WHAT TO WORK ON: Locate the line containing "Can you see the smiling", then please write out that line and all the lines below it in the entries exactly.

RECORDS PROVIDED:

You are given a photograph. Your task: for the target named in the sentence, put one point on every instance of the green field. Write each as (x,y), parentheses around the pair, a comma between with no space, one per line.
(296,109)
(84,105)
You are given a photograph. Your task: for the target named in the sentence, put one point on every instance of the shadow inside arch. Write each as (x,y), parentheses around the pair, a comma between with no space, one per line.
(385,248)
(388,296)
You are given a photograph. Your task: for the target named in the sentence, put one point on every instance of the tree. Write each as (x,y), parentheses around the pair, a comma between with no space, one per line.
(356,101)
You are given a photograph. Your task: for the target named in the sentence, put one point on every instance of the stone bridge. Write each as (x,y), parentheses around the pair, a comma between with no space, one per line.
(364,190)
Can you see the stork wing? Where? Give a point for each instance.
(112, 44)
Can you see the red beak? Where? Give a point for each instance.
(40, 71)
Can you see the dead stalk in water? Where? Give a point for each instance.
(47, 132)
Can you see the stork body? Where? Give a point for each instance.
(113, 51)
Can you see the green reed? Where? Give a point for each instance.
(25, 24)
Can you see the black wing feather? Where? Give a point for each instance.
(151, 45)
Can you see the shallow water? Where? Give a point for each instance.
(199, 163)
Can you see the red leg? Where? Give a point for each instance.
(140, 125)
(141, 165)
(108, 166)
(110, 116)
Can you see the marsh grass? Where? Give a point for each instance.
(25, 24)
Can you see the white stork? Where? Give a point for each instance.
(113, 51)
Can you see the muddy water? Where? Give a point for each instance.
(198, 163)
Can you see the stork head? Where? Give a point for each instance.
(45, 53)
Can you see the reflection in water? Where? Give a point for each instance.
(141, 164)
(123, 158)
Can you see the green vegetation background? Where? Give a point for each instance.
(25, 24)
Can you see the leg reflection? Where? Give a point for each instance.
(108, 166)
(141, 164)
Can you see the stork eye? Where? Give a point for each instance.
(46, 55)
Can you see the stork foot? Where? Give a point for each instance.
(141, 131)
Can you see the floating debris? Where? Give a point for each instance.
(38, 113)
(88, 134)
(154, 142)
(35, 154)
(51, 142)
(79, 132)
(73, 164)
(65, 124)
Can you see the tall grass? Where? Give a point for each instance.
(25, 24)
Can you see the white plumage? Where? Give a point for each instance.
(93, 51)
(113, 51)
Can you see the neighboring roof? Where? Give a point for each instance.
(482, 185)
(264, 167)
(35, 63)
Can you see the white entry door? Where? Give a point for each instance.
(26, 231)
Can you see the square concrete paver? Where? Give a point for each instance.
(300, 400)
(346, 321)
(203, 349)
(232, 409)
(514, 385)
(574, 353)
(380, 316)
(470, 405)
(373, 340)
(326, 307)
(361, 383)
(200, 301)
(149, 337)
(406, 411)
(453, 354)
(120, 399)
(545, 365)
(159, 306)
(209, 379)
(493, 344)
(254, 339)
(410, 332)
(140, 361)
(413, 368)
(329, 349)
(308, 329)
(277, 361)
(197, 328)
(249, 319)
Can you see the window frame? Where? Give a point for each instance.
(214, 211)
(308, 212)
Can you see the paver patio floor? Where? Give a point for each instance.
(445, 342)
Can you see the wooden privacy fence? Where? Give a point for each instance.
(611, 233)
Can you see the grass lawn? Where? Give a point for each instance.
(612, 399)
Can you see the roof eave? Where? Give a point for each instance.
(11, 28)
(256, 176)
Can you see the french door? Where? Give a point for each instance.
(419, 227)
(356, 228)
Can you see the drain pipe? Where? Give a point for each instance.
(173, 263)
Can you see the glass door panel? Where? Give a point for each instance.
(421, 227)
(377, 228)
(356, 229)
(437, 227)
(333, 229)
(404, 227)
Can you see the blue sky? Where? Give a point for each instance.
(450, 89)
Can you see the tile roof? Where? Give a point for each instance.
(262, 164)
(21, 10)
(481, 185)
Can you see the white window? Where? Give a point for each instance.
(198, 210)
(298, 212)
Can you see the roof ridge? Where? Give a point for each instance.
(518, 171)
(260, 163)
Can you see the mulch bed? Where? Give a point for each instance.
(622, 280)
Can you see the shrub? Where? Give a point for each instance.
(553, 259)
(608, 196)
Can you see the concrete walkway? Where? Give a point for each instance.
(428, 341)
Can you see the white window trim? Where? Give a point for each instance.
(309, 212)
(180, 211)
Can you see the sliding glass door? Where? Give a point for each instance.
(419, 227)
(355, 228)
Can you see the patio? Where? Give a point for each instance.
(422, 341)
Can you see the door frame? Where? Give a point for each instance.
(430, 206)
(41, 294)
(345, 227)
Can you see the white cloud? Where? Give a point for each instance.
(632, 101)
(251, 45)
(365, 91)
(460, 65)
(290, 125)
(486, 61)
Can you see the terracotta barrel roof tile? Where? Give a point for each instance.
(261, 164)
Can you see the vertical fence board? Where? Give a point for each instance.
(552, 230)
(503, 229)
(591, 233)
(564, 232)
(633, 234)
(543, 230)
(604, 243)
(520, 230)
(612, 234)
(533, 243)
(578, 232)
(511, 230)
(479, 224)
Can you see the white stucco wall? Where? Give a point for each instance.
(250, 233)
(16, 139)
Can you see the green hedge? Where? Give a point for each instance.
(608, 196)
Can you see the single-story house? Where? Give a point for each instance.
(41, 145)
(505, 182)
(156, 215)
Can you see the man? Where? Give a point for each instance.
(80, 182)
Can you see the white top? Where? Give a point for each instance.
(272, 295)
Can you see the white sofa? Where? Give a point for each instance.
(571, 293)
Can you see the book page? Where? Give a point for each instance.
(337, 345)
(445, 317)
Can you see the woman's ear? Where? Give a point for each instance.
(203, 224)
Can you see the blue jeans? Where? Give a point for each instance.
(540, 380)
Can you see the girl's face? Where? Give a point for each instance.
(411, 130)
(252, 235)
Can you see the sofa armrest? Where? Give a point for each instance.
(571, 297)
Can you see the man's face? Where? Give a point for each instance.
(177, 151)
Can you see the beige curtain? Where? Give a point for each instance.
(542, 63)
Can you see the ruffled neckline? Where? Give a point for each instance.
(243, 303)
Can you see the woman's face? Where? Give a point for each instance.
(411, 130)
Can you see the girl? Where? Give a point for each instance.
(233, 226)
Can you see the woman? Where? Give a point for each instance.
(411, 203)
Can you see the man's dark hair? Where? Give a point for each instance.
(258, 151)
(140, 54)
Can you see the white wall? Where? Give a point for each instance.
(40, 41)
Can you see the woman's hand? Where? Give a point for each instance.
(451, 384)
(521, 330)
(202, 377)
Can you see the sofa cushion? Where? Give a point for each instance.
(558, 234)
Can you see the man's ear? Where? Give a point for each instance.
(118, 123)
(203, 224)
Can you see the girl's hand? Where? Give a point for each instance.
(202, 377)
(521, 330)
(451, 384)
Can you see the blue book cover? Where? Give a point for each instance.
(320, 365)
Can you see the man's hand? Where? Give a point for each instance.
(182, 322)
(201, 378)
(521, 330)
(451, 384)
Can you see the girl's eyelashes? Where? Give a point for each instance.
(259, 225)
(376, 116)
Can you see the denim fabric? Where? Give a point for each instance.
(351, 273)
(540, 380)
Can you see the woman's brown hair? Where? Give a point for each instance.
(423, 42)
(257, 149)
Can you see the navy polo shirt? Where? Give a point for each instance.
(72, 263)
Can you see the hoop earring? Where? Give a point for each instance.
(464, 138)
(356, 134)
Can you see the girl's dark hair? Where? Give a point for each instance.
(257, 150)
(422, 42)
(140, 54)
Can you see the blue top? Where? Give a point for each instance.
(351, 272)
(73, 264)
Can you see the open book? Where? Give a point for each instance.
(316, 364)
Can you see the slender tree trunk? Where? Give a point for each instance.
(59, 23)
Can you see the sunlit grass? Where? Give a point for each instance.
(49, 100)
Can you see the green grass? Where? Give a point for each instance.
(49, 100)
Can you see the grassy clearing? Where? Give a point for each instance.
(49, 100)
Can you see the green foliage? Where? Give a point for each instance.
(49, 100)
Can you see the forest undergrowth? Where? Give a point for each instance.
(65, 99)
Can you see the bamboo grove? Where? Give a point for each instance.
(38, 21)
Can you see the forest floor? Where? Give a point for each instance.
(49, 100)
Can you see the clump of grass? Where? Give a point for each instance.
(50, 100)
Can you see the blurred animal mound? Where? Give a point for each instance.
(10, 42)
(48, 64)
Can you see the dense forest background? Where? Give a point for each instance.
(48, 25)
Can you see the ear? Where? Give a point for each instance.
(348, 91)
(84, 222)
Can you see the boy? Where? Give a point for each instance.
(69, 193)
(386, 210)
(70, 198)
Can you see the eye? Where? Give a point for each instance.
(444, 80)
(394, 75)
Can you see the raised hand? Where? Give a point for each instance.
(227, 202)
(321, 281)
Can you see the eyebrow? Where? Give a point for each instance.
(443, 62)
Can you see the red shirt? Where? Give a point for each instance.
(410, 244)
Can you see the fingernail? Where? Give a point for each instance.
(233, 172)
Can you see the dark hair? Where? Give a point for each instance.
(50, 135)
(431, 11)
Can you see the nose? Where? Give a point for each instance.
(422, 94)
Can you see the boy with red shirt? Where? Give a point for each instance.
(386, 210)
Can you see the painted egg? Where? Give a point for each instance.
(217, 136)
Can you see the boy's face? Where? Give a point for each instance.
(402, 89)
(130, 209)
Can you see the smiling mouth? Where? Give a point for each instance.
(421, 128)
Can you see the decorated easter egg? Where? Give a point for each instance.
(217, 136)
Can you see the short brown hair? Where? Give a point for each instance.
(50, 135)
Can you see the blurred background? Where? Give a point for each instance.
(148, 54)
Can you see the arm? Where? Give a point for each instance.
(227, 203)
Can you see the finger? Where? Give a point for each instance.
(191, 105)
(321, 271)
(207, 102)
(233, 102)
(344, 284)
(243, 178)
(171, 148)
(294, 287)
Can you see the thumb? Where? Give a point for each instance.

EXERCISE SOLUTION:
Can you see the smiling mouth? Where? Give a point for each instance.
(421, 128)
Can you see the decorated easter egg? Where? Give a point for each instance.
(217, 136)
Can you see the short brown hair? Where? Give a point for each instance.
(50, 135)
Can you see the blurred background? Where? Give a point for each instance.
(148, 54)
Can you see the arm? Where? Give a point for each instance.
(227, 203)
Can you see the finger? Where? Give a point for each instance.
(191, 105)
(321, 271)
(207, 102)
(233, 102)
(344, 284)
(243, 178)
(171, 148)
(294, 287)
Can you see the thumb? Where? Give a point for each instance.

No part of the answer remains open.